─── Stored data ───

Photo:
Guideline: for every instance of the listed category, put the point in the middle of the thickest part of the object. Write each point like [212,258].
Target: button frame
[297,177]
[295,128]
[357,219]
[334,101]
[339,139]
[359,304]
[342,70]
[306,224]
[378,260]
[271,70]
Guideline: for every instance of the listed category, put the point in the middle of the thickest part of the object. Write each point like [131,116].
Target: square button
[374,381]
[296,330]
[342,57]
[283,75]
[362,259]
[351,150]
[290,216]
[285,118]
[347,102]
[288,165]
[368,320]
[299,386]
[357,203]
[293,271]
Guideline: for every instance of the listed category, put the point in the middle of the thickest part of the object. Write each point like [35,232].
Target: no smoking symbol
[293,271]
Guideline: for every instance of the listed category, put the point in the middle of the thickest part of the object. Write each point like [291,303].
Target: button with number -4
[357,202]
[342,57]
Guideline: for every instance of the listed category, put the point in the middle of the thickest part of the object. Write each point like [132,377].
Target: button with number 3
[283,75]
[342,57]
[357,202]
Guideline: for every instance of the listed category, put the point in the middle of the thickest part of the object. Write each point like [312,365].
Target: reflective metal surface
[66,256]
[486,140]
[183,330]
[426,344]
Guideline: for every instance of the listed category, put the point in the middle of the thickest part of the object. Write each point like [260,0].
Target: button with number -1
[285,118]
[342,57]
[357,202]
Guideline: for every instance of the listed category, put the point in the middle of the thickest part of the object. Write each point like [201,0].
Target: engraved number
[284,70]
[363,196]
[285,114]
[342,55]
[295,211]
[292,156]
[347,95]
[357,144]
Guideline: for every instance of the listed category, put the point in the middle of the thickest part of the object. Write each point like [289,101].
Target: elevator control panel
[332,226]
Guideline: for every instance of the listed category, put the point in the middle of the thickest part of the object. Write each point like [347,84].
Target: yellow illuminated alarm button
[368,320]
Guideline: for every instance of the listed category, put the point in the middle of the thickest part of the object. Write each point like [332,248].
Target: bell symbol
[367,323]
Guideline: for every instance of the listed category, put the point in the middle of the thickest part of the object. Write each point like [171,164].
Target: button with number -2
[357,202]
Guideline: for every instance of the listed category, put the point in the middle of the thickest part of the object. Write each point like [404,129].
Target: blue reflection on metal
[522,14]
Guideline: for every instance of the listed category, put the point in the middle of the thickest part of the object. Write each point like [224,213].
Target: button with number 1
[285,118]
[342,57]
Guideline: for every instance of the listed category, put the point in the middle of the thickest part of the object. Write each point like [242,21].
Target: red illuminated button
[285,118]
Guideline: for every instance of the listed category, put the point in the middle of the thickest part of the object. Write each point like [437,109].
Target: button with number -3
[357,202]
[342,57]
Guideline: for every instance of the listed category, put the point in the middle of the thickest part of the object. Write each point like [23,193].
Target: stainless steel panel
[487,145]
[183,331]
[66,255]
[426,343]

───

Your assignment :: Return the line that contains "Target: blue reflection on metal" along with every line after it through the end of the entries, exactly, adding nothing.

Solved problem ::
Target: blue reflection on metal
[522,14]
Guideline: for every instance of the listed category, put the point in the middle of the thickest part of the object. Write each point like [224,213].
Target: button with number 1
[285,118]
[342,57]
Guideline: for every instance of the listed category, put the point in the middle of the thickest part of the object. Write each point like [242,21].
Target: red illuminated button
[285,118]
Guideline: for every instance of the listed category, put the point in the middle of the thickest part of the object. Write each point like [437,109].
Target: button with number -3
[357,202]
[342,57]
Guideline: for every instance of the listed category, put the point in the middle of the thickest part of the object. Write each point like [23,193].
Target: stainless steel panel
[487,145]
[183,331]
[66,255]
[426,343]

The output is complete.